(Exercise brief) Rewrite these lines as a numbered list, omitting the blank ones.

(Provided material)
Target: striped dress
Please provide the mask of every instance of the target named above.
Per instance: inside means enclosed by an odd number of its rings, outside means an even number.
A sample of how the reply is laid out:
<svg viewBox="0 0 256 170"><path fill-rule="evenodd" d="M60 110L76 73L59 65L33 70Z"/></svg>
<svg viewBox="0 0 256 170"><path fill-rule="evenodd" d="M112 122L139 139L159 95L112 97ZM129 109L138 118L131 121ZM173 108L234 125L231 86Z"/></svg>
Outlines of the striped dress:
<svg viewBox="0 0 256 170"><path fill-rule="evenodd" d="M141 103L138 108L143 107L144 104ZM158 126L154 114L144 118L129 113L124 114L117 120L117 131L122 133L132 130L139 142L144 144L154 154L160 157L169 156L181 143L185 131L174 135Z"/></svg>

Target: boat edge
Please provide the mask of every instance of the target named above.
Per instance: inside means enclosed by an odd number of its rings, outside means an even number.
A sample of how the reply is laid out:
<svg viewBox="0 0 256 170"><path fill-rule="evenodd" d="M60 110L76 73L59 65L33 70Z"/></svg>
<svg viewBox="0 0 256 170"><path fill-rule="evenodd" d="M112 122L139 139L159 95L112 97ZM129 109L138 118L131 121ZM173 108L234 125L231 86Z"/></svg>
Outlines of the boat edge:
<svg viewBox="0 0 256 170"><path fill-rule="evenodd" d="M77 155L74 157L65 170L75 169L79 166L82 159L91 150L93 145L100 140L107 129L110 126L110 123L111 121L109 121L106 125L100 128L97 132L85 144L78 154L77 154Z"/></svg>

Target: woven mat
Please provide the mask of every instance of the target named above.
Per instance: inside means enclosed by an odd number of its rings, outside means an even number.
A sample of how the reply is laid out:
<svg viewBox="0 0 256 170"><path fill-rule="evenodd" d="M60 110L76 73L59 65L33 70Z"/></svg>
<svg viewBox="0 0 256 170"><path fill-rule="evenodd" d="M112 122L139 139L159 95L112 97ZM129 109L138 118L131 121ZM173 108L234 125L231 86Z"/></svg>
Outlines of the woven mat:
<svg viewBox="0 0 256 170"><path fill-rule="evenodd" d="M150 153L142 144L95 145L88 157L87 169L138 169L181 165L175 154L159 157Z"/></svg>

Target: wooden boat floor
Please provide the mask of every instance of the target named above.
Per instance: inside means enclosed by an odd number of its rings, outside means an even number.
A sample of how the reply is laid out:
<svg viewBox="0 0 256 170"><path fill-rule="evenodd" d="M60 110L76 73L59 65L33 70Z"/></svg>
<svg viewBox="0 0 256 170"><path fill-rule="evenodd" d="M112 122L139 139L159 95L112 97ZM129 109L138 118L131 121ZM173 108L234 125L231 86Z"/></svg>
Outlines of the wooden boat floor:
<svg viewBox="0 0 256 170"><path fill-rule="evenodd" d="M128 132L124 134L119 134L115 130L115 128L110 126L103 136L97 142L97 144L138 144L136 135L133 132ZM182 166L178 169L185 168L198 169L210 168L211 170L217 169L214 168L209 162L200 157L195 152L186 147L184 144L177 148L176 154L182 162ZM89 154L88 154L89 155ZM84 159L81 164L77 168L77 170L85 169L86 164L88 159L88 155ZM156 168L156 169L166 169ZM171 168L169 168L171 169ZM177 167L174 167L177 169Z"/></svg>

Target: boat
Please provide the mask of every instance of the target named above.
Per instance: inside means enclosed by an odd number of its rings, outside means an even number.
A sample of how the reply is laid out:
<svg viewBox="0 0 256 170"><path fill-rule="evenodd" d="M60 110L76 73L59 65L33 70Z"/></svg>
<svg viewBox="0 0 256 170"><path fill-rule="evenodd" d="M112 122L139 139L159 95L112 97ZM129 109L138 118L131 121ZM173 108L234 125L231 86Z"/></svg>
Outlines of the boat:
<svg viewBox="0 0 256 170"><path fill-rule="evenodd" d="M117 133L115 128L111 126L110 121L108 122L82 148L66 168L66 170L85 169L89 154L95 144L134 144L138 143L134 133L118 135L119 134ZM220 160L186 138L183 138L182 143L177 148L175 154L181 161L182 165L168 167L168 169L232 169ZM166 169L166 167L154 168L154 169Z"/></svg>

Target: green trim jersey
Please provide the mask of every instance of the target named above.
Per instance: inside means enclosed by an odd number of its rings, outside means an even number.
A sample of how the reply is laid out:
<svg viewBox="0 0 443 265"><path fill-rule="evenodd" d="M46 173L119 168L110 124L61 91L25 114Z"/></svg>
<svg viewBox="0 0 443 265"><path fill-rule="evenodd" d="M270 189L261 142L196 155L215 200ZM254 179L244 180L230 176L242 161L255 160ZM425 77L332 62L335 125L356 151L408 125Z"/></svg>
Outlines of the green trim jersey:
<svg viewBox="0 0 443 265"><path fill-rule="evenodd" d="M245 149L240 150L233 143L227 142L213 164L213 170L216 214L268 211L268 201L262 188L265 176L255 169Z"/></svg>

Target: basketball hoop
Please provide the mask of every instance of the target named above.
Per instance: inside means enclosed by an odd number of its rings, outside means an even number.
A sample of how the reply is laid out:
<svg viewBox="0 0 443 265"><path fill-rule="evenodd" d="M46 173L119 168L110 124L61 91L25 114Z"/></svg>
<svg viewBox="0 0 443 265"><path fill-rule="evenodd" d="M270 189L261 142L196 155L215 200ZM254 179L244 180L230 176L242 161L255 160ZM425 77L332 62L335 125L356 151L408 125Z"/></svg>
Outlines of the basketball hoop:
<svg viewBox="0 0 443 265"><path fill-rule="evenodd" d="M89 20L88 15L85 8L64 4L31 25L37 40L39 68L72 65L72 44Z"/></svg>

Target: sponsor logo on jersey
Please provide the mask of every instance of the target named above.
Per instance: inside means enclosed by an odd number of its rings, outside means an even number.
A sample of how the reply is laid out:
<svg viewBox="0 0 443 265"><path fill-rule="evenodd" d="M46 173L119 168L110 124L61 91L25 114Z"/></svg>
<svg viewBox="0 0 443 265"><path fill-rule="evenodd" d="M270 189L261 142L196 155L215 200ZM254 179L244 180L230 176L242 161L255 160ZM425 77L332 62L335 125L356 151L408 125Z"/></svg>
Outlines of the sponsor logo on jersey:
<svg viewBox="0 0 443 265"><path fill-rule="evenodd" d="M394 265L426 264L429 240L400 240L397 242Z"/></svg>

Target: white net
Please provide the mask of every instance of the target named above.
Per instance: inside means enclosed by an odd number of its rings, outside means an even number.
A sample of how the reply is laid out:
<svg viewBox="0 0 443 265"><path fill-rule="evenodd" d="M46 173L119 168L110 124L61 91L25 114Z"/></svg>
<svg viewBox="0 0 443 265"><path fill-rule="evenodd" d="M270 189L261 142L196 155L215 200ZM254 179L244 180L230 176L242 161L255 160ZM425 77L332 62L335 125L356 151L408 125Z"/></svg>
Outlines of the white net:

(Exercise answer)
1. Target: striped dress
2. Please provide the mask of every instance of the target named above.
3. Per instance: inside means enclosed by an odd number of its rings, outside means an even number.
4. A sample of how the reply is laid out:
5. <svg viewBox="0 0 256 170"><path fill-rule="evenodd" d="M60 110L76 73L59 65L33 70Z"/></svg>
6. <svg viewBox="0 0 256 170"><path fill-rule="evenodd" d="M112 122L139 139L159 95L112 97ZM129 109L138 118L131 121ZM173 108L234 125L231 86Z"/></svg>
7. Outlines of the striped dress:
8. <svg viewBox="0 0 256 170"><path fill-rule="evenodd" d="M141 103L138 108L143 107L144 104ZM158 126L154 114L144 118L129 113L124 114L117 120L117 131L122 133L132 130L139 142L144 144L154 154L160 157L169 156L181 143L185 131L174 135Z"/></svg>
9. Target: boat edge
10. Please provide the mask of every instance of the target named above.
11. Per instance: inside means enclosed by an odd number of its rings, outside means an even number.
12. A sample of how the reply is laid out:
13. <svg viewBox="0 0 256 170"><path fill-rule="evenodd" d="M60 110L76 73L59 65L33 70Z"/></svg>
14. <svg viewBox="0 0 256 170"><path fill-rule="evenodd" d="M112 122L139 139L159 95L112 97ZM129 109L138 118L131 121ZM173 108L234 125L231 86Z"/></svg>
15. Outlines of the boat edge:
16. <svg viewBox="0 0 256 170"><path fill-rule="evenodd" d="M77 155L74 157L65 170L75 169L79 166L82 159L91 150L93 145L100 140L107 129L110 126L110 123L111 121L109 121L106 125L100 128L97 132L85 144L78 154L77 154Z"/></svg>
17. Target: woven mat
18. Please provide the mask of every instance of the target named above.
19. Per instance: inside means enclosed by an odd number of its rings, outside means an even number.
20. A sample of how the reply is laid out:
21. <svg viewBox="0 0 256 170"><path fill-rule="evenodd" d="M60 110L76 73L59 65L33 70Z"/></svg>
22. <svg viewBox="0 0 256 170"><path fill-rule="evenodd" d="M112 122L139 139L159 95L112 97ZM129 109L138 118L131 121ZM173 108L234 125L231 86Z"/></svg>
23. Outlines of the woven mat:
24. <svg viewBox="0 0 256 170"><path fill-rule="evenodd" d="M150 153L142 144L95 145L88 157L87 169L138 169L181 165L175 154L159 157Z"/></svg>
25. Target: wooden boat floor
26. Please provide the mask of every instance of the target named above.
27. Per instance: inside means enclosed by an odd number of its rings, outside means an even number.
28. A sample of how the reply is laid out:
29. <svg viewBox="0 0 256 170"><path fill-rule="evenodd" d="M60 110L76 73L59 65L33 70Z"/></svg>
30. <svg viewBox="0 0 256 170"><path fill-rule="evenodd" d="M112 122L139 139L159 95L112 97ZM129 109L138 118L131 121ZM173 108L234 125L231 86Z"/></svg>
31. Outlines of the wooden boat floor:
32. <svg viewBox="0 0 256 170"><path fill-rule="evenodd" d="M128 132L124 134L119 134L115 130L115 128L110 126L103 136L97 142L97 144L138 144L136 135L133 132ZM182 166L178 169L185 168L198 169L210 168L211 170L217 169L214 168L209 162L200 157L195 152L186 147L184 144L177 148L176 154L182 162ZM89 154L88 154L89 155ZM84 159L81 164L77 168L77 170L85 169L86 164L88 159L88 155ZM156 168L156 169L166 169ZM171 168L169 168L171 169ZM177 167L174 167L177 169Z"/></svg>
33. Target: boat
34. Please provide the mask of every instance of the target named above.
35. Per instance: inside means enclosed by an odd number of its rings, outside means an even number.
36. A sample of how the reply is laid out:
37. <svg viewBox="0 0 256 170"><path fill-rule="evenodd" d="M60 110L76 73L59 65L33 70Z"/></svg>
38. <svg viewBox="0 0 256 170"><path fill-rule="evenodd" d="M112 122L139 139L159 95L112 97ZM129 109L138 118L131 121ZM173 108L234 125L231 86Z"/></svg>
39. Outlines of the boat:
40. <svg viewBox="0 0 256 170"><path fill-rule="evenodd" d="M117 133L115 128L111 126L110 121L108 122L82 148L66 168L66 170L85 169L89 154L95 144L134 144L138 143L134 133L118 135L119 134ZM220 160L186 138L183 138L182 143L177 148L175 154L181 161L182 165L168 167L168 169L232 169ZM166 169L166 167L154 168L154 169Z"/></svg>
41. Target: green trim jersey
42. Please provide the mask of every instance of the target named above.
43. Per instance: inside means enclosed by an odd number of its rings, outside means an even number.
44. A sample of how the reply is laid out:
45. <svg viewBox="0 0 443 265"><path fill-rule="evenodd" d="M46 173L119 168L110 124L61 91L25 114Z"/></svg>
46. <svg viewBox="0 0 443 265"><path fill-rule="evenodd" d="M270 189L261 142L196 155L215 200ZM254 179L244 180L230 176L242 161L255 160ZM425 77L332 62L335 125L356 151L408 125Z"/></svg>
47. Outlines of the green trim jersey:
48. <svg viewBox="0 0 443 265"><path fill-rule="evenodd" d="M245 149L240 150L233 143L227 142L213 164L213 170L216 214L268 211L268 201L262 188L265 176L255 169Z"/></svg>
49. Target: basketball hoop
50. Please provide the mask of every instance of the target named above.
51. Per instance: inside means enclosed by an odd number of its rings, outside means an even number.
52. A sample of how the reply is laid out:
53. <svg viewBox="0 0 443 265"><path fill-rule="evenodd" d="M46 173L119 168L110 124L61 91L25 114Z"/></svg>
54. <svg viewBox="0 0 443 265"><path fill-rule="evenodd" d="M270 189L261 142L196 155L215 200ZM254 179L244 180L230 176L242 161L255 160ZM425 77L332 62L335 125L356 151L408 125Z"/></svg>
55. Outlines of the basketball hoop:
56. <svg viewBox="0 0 443 265"><path fill-rule="evenodd" d="M89 20L88 15L85 8L64 4L31 25L37 40L39 68L72 65L72 44Z"/></svg>
57. Target: sponsor logo on jersey
58. Please provide the mask of every instance of the target named above.
59. Per instance: inside means enclosed by an odd number of its rings, outside means an even number.
60. A sample of how the reply is laid out:
61. <svg viewBox="0 0 443 265"><path fill-rule="evenodd" d="M46 173L119 168L110 124L61 91L25 114Z"/></svg>
62. <svg viewBox="0 0 443 265"><path fill-rule="evenodd" d="M270 189L261 142L196 155L215 200ZM254 179L244 180L230 176L242 161L255 160ZM425 77L332 62L335 125L356 151L408 125Z"/></svg>
63. Outlines of the sponsor logo on jersey:
64. <svg viewBox="0 0 443 265"><path fill-rule="evenodd" d="M394 265L426 264L429 240L400 240L397 242Z"/></svg>
65. Target: white net
66. Please provide the mask of every instance of the target named above.
67. Per instance: inside means enclosed by an odd number of its rings, outside means an even number.
68. A sample of how the reply is laid out:
69. <svg viewBox="0 0 443 265"><path fill-rule="evenodd" d="M46 173L119 168L110 124L61 91L25 114Z"/></svg>
70. <svg viewBox="0 0 443 265"><path fill-rule="evenodd" d="M270 189L261 142L196 155L215 200ZM254 179L244 180L230 176L242 161L255 160ZM425 77L332 62L335 125L356 151L408 125Z"/></svg>
71. Outlines of the white net:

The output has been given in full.